===== Exercise data =====

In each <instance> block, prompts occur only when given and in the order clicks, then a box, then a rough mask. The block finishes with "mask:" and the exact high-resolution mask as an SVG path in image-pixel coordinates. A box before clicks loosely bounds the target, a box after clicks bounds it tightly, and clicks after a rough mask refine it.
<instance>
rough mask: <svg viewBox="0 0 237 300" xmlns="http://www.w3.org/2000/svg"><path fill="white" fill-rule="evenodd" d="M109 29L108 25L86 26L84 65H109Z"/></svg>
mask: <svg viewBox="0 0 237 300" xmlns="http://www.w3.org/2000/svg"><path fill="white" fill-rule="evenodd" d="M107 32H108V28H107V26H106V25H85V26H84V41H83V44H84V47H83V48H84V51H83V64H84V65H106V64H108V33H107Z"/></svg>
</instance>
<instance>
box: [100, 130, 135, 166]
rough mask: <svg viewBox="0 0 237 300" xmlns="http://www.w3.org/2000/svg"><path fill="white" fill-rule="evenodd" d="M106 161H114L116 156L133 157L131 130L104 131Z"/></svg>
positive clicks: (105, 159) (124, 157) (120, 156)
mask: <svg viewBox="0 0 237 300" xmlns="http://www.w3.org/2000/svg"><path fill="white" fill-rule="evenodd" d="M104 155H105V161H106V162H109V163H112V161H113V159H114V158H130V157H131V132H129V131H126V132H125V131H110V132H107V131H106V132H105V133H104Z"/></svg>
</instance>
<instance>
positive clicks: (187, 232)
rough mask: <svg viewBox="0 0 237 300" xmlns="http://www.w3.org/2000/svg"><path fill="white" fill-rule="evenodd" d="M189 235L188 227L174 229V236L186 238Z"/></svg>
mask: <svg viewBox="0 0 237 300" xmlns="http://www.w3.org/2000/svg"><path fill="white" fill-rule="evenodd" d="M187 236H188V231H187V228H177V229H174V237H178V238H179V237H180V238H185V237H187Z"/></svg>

=====

**Task to carry out:** Output only the lines from the one that contains "positive clicks: (105, 159)" through the last line of the data above, each restated exactly.

**Answer for the task:**
positive clicks: (105, 159) (124, 157) (120, 156)
mask: <svg viewBox="0 0 237 300" xmlns="http://www.w3.org/2000/svg"><path fill="white" fill-rule="evenodd" d="M104 155H105V161H106V162H109V163H112V161H113V159H114V158H130V157H131V132H129V131H126V132H125V131H110V132H107V131H106V132H105V133H104Z"/></svg>
</instance>
<instance>
positive clicks: (187, 232)
rough mask: <svg viewBox="0 0 237 300" xmlns="http://www.w3.org/2000/svg"><path fill="white" fill-rule="evenodd" d="M189 235L188 227L174 229V236L186 238Z"/></svg>
mask: <svg viewBox="0 0 237 300" xmlns="http://www.w3.org/2000/svg"><path fill="white" fill-rule="evenodd" d="M187 236H188V231H187V228H177V229H174V237H178V238H179V237H180V238H185V237H187Z"/></svg>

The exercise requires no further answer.